WORK TO COMPLETE.
State the number of lines in these records holding "head". Say nothing more.

EXERCISE MATERIALS.
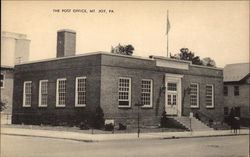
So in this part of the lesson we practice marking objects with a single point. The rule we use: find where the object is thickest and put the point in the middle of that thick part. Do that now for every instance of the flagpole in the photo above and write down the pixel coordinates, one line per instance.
(167, 33)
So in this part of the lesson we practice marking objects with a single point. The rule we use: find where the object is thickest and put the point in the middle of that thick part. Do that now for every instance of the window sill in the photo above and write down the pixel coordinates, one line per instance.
(77, 106)
(210, 107)
(26, 106)
(147, 107)
(42, 106)
(124, 107)
(60, 106)
(194, 107)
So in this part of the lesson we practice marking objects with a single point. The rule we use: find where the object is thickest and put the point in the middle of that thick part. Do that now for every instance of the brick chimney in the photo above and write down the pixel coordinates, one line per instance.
(66, 43)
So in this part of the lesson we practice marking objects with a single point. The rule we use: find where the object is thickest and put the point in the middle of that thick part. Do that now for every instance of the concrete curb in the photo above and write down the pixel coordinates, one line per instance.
(76, 136)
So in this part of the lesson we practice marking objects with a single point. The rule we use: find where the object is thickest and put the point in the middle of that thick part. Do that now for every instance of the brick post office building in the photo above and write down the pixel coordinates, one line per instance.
(70, 87)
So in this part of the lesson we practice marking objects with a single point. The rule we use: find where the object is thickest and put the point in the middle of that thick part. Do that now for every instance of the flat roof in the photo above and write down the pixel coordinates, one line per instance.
(150, 58)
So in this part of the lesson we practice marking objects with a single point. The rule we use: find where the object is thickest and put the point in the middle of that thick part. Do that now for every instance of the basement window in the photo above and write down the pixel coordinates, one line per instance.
(236, 90)
(43, 93)
(124, 92)
(194, 95)
(61, 92)
(80, 93)
(209, 96)
(2, 80)
(146, 93)
(27, 92)
(225, 91)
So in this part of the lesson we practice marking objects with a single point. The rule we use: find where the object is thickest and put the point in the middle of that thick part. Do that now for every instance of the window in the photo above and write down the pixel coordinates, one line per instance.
(2, 80)
(225, 91)
(226, 111)
(80, 97)
(43, 93)
(124, 92)
(209, 96)
(27, 85)
(146, 93)
(236, 90)
(172, 87)
(61, 92)
(194, 95)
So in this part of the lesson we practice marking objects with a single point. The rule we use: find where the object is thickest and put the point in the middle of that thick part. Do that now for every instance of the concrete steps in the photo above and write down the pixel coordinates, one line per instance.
(192, 124)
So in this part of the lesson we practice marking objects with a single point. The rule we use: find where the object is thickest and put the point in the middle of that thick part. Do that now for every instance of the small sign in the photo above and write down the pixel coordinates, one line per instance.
(191, 115)
(110, 121)
(138, 104)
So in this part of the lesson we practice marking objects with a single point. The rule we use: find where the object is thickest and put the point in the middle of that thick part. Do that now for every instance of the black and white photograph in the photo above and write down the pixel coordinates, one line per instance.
(125, 78)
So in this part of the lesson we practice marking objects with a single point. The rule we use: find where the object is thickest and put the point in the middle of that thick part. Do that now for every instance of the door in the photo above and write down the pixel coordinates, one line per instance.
(172, 98)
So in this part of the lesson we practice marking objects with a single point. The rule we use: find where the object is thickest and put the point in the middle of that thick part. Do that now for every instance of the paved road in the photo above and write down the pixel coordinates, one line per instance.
(228, 146)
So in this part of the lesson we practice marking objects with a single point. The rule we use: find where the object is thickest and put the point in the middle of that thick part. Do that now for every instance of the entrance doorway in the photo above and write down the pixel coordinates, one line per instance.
(173, 104)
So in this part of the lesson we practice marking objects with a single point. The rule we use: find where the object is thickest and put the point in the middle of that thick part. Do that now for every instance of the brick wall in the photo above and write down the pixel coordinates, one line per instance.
(51, 71)
(241, 100)
(114, 67)
(7, 90)
(103, 72)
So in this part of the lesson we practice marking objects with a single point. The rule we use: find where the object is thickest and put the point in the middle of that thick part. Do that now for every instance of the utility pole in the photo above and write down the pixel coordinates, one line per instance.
(138, 119)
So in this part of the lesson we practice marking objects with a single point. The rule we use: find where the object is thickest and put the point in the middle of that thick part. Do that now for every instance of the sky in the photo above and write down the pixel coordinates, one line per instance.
(219, 30)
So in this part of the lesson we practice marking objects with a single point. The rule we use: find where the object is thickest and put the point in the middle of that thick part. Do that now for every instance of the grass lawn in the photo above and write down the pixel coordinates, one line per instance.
(92, 131)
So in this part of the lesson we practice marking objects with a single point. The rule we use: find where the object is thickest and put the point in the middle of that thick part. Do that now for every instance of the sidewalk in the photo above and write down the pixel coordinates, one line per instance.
(110, 137)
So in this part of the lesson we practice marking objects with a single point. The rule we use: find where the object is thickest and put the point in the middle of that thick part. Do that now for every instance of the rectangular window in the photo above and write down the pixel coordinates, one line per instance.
(43, 93)
(61, 92)
(146, 93)
(2, 80)
(209, 96)
(226, 111)
(124, 90)
(236, 90)
(80, 97)
(27, 86)
(172, 87)
(194, 95)
(225, 91)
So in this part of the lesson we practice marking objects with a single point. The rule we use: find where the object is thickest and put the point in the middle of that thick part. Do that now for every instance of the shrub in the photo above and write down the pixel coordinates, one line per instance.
(122, 127)
(164, 119)
(109, 127)
(99, 118)
(83, 125)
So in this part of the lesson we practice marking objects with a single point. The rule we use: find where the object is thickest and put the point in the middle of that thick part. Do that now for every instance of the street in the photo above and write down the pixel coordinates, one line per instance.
(226, 146)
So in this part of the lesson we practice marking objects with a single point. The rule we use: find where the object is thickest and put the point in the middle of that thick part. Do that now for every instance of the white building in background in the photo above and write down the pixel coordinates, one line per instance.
(15, 49)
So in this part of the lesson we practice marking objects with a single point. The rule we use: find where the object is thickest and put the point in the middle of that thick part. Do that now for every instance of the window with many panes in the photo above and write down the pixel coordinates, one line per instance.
(27, 92)
(172, 87)
(225, 90)
(124, 92)
(2, 80)
(209, 96)
(146, 92)
(43, 93)
(236, 90)
(61, 92)
(80, 97)
(194, 95)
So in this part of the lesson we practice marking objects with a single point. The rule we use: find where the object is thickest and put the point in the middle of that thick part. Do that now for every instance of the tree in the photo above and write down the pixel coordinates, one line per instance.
(3, 105)
(123, 49)
(208, 62)
(99, 118)
(187, 55)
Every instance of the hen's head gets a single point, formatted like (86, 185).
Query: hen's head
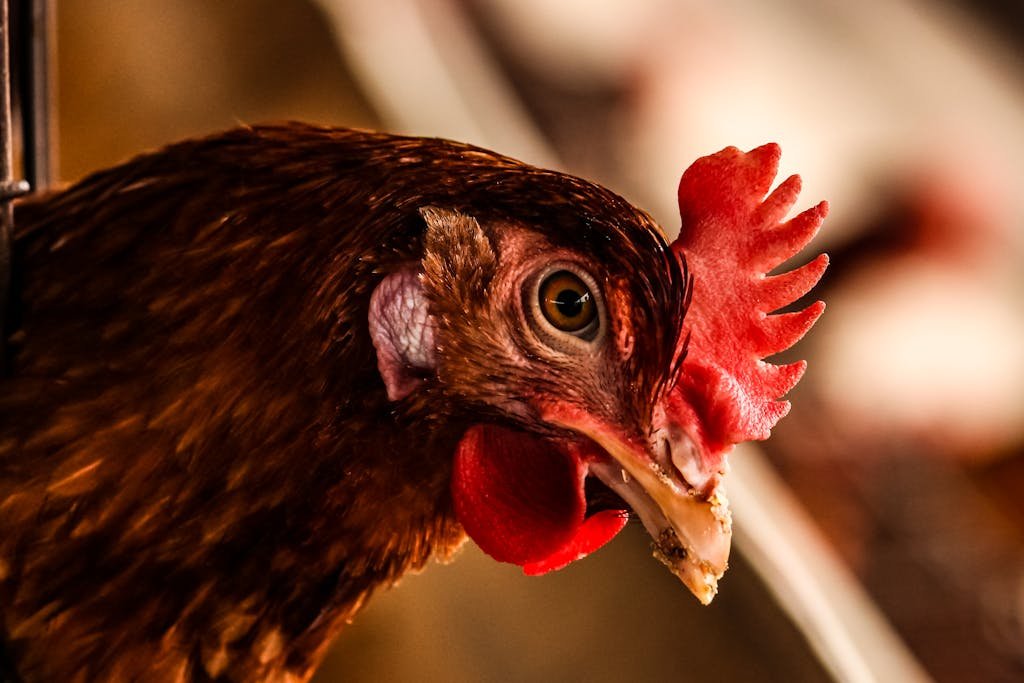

OUTPUT OF THE TASK.
2